= Beginning of Section =
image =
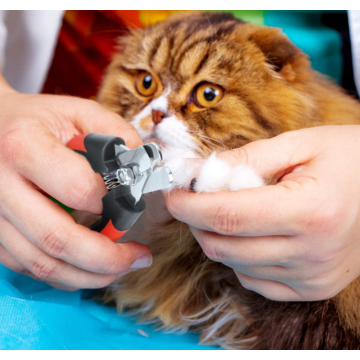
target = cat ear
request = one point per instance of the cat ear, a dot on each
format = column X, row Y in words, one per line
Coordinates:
column 280, row 53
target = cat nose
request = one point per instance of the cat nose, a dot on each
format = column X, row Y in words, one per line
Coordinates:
column 157, row 116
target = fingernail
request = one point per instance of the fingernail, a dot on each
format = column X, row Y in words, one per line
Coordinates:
column 142, row 261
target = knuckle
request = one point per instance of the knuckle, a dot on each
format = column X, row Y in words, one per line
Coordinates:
column 226, row 221
column 11, row 145
column 244, row 281
column 82, row 192
column 55, row 244
column 323, row 218
column 45, row 270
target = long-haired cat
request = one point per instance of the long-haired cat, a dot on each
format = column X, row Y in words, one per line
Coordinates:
column 204, row 82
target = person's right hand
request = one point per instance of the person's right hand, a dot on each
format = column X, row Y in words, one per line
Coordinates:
column 37, row 236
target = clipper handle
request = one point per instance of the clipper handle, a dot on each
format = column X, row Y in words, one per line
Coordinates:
column 119, row 211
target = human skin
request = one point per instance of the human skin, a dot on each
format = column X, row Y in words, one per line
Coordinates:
column 297, row 240
column 37, row 237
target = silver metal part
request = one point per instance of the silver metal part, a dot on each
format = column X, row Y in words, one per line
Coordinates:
column 125, row 176
column 141, row 169
column 111, row 181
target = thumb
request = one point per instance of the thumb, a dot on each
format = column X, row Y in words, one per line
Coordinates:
column 272, row 158
column 89, row 116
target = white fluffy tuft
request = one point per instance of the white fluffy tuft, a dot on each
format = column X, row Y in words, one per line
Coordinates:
column 216, row 175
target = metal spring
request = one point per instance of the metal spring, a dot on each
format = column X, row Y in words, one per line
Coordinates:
column 111, row 181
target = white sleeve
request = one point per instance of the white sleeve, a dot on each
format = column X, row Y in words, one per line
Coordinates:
column 354, row 24
column 27, row 42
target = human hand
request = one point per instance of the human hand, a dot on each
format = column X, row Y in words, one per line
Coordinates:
column 38, row 237
column 297, row 240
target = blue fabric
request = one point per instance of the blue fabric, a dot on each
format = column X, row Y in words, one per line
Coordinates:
column 306, row 30
column 33, row 316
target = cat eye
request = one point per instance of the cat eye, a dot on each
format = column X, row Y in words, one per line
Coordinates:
column 207, row 95
column 145, row 84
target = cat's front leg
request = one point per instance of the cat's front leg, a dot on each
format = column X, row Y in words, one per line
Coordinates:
column 214, row 174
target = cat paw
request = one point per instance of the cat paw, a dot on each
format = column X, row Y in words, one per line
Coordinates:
column 216, row 175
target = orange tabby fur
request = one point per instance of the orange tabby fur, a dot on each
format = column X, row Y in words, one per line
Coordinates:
column 269, row 89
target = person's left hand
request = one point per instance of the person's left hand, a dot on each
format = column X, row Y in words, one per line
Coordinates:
column 297, row 240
= End of Section =
» INSTRUCTIONS TO FOLLOW
Check each line of the data for "clipper". Copy the lines where it turns up.

» SOLUTION FOR THIS PROBLEM
target = clipper handle
request = one point per instance of the clipper handle, a dot on each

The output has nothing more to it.